— Start Supplied text —

How do you go from a relentless puller to a polite walker? Trainers and experts share tips for identifying common dog-walking problems and solving them:
1. Leash Pulling
Problem: Like many young dogs, they walked all over their owners — not the other way around. “She just pulled me. We went where she wanted to go,” says Barbara Nunnemacher, whose ruptured a tendon in her shoulder when her 80 pound dog pulled to hard on his leash.
Solution: Randomly change directions every time the dog pulls you. Your dog learns that his jobs are to keep track of you and maintain slack in the leash. “It’s about leadership,” says trainer, Ken Baechtold of GentleDogTraining.com, in Kansas. “If your dog is dragging you down the street, you’re definitely not in charge.”
Practice in the backyard, a park, or indoors. Place your dog on a 15-foot leash, Baechtold says. Begin walking. Every time the dog bolts in his favored direction, change course. Unpredictably turn right or left. Eventually, the dog learns: “Hey, when I try to go somewhere, it doesn’t work!” Sherry Woodard, dog training consultant at Best Friends Animal Society in Utah, also suggests trying this with a lead as short as 4 feet.
Another technique: Stop in your tracks each time your dog pulls. The moment the leash slackens, praise your pal, quickly offer a tiny treat, and take a big step. He may take off like a rabbit, so stand your ground until he calms down. Repeat the process, taking one step, then eventually two steps and more steps as he learns to walk calmly.

— End Supplied text —

Task details -
In the dog-walking tips, how long a leash does Ken Baechtold say to put the dog on when practicing? Rely only on the text for what comes next.

— Start Data provided —

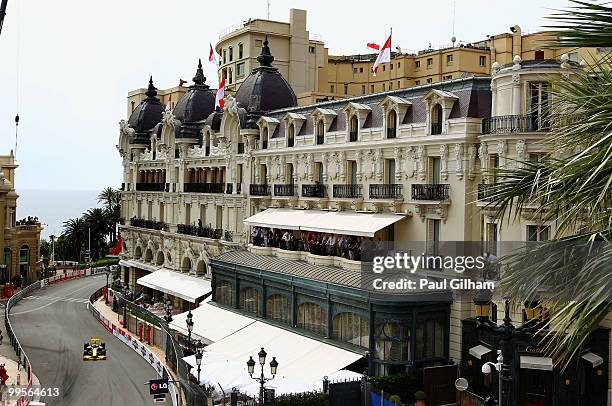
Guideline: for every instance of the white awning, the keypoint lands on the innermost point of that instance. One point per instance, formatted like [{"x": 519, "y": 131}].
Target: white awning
[
  {"x": 177, "y": 284},
  {"x": 342, "y": 222},
  {"x": 137, "y": 264},
  {"x": 211, "y": 323},
  {"x": 479, "y": 351},
  {"x": 540, "y": 363},
  {"x": 593, "y": 358}
]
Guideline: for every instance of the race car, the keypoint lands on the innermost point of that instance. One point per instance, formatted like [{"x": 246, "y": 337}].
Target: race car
[{"x": 94, "y": 350}]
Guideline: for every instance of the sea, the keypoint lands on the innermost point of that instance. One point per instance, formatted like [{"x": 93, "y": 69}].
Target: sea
[{"x": 53, "y": 207}]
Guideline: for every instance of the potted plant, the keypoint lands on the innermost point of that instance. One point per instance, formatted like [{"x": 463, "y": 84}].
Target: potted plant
[{"x": 420, "y": 397}]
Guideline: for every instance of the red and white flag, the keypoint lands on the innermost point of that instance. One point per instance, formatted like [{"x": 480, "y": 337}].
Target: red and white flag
[
  {"x": 384, "y": 55},
  {"x": 211, "y": 55},
  {"x": 220, "y": 94}
]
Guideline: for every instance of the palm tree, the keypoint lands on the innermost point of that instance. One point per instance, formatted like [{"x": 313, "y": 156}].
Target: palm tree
[
  {"x": 75, "y": 231},
  {"x": 575, "y": 191}
]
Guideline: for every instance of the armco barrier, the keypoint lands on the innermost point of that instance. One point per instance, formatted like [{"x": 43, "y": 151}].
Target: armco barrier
[
  {"x": 23, "y": 359},
  {"x": 134, "y": 344}
]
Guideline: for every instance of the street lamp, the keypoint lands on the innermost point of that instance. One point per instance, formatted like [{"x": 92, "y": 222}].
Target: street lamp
[
  {"x": 262, "y": 379},
  {"x": 199, "y": 355},
  {"x": 189, "y": 329}
]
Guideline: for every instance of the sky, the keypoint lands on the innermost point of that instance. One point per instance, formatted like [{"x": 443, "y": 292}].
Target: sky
[{"x": 67, "y": 65}]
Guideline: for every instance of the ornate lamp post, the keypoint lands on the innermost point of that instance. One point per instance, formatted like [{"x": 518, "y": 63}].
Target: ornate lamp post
[
  {"x": 507, "y": 333},
  {"x": 262, "y": 379},
  {"x": 189, "y": 329}
]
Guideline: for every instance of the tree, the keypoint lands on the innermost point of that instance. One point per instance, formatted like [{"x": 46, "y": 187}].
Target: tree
[{"x": 573, "y": 190}]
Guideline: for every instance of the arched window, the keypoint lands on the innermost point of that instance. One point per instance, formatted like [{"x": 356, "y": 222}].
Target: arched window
[
  {"x": 291, "y": 136},
  {"x": 320, "y": 132},
  {"x": 264, "y": 138},
  {"x": 354, "y": 128},
  {"x": 249, "y": 300},
  {"x": 312, "y": 317},
  {"x": 391, "y": 123},
  {"x": 350, "y": 328},
  {"x": 224, "y": 293},
  {"x": 436, "y": 120},
  {"x": 278, "y": 307}
]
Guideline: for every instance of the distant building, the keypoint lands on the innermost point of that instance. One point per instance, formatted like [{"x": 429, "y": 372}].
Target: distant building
[{"x": 20, "y": 238}]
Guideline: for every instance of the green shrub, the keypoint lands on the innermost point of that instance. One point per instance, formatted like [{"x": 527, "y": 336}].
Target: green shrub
[{"x": 303, "y": 399}]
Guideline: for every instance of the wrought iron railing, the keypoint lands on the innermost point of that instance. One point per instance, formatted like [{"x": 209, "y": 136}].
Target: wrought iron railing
[
  {"x": 386, "y": 191},
  {"x": 316, "y": 190},
  {"x": 284, "y": 190},
  {"x": 259, "y": 190},
  {"x": 150, "y": 224},
  {"x": 204, "y": 187},
  {"x": 438, "y": 192},
  {"x": 515, "y": 124},
  {"x": 350, "y": 191}
]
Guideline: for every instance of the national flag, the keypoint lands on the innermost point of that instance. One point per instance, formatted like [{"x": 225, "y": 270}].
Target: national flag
[
  {"x": 383, "y": 56},
  {"x": 211, "y": 55},
  {"x": 220, "y": 94}
]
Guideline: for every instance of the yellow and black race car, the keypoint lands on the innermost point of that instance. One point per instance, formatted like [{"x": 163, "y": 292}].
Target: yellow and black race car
[{"x": 94, "y": 350}]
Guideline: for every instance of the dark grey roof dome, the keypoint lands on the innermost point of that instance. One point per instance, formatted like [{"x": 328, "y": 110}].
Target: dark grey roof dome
[
  {"x": 198, "y": 102},
  {"x": 265, "y": 89},
  {"x": 146, "y": 115}
]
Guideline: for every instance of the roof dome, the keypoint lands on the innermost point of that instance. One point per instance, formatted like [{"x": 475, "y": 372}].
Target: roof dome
[
  {"x": 265, "y": 89},
  {"x": 146, "y": 115},
  {"x": 197, "y": 103}
]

— End Data provided —

Answer below -
A 15-foot leash.